#### Objective:
Continue the section on the reorder buffer from its final sentence.

#### Reading passage:
******************************

4.2 — the reorder buffer (reorderbuffer.c)

Section titled “4.2 — the reorder buffer (reorderbuffer.c)”

ReorderBufferTXNByXid is the lookup primitive: it consults a one-entry cache (by_txn_last_xid / by_txn_last_txn), then the by_txn hash table, creating a new ReorderBufferTXN on demand and (for top-level txns) pushing it onto toplevel_by_lsn so that SnapBuildDistributeSnapshotAndInval can later walk all in-progress transactions in LSN order. Every queued change runs through it:

// ReorderBufferQueueChange — src/backend/replication/logical/reorderbuffer.c
txn = ReorderBufferTXNByXid(rb, xid, true, NULL, lsn, true);
if (rbtxn_is_aborted(txn))
{
ReorderBufferFreeChange(rb, change, false); /* known-aborted: drop */
return;
}
change->lsn = lsn;
change->txn = txn;
dlist_push_tail(&txn->changes, &change->node);
txn->nentries++;
txn->nentries_mem++;
ReorderBufferChangeMemoryUpdate(rb, change, NULL, true,
ReorderBufferChangeSize(change));
ReorderBufferProcessPartialChange(rb, txn, change, toast_insert);
ReorderBufferCheckMemoryLimit(rb); /* may spill or stream */

Two invariants are worth highlighting. First, memory accounting is incrementalReorderBufferChangeMemoryUpdate adjusts both the per-txn size and the buffer-wide rb->size, and also maintains a max-heap of transactions by size so ReorderBufferLargestTXN is O(1) to find. Second, the abort check up front means a transaction already discovered to be aborted (via CLOG check during streaming) never accumulates more changes.

******************************

#### Dataset content:
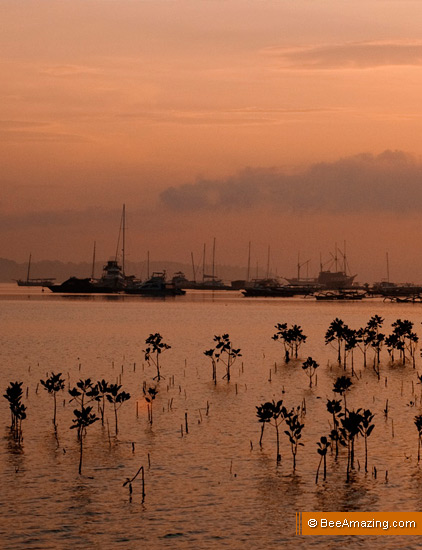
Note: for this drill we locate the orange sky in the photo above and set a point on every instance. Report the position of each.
(112, 101)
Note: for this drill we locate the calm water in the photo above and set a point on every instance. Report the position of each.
(208, 488)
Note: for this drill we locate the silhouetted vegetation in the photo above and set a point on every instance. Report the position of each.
(155, 346)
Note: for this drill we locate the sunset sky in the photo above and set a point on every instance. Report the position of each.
(290, 123)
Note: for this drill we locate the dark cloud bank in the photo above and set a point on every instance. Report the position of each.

******************************

#### Reply to the task:
The ReorderBufferTXN struct is the unit of reassembly. Its fields encode everything decode.c and snapbuild.c need to feed in incrementally and everything replay needs to drain in order:

// ReorderBufferTXN — src/include/replication/reorderbuffer.h
typedef struct ReorderBufferTXN
{
bits32 txn_flags; /* RBTXN_IS_PREPARED, _HAS_CATALOG_CHANGES, … */
TransactionId xid; /* top-level or sub xid */
TransactionId toplevel_xid; /* known once linked */
XLogRecPtr first_lsn; /* first data record for this xid */
XLogRecPtr final_lsn; /* commit/prepare/abort record LSN */
XLogRecPtr end_lsn; /* end of commit record + 1 */
struct ReorderBufferTXN *toptxn; /* NULL for top-level */
XLogRecPtr restart_decoding_lsn; /* where to resume to recover this txn */
Snapshot base_snapshot; /* historic snapshot attached at first change */
uint64 nentries; /* total changes (excl. subxacts) */
uint64 nentries_mem; /* of which still in memory (rest spilled) */
dlist_head changes; /* LSN-ordered change list */
dlist_head subtxns; /* child transactions */
...
};

The split between nentries and nentries_mem is what ReorderBufferIterTXNNext checks to decide whether a stream needs a disk reload, and base_snapshot is the per-transaction historic snapshot that SnapBuildProcessChange attaches lazily on the first decodable change. restart_decoding_lsn is the field that, aggregated across all in-progress transactions, becomes the slot’s restart_lsn — the point from which decoding can safely resume after a restart (see postgres-replication-slots.md).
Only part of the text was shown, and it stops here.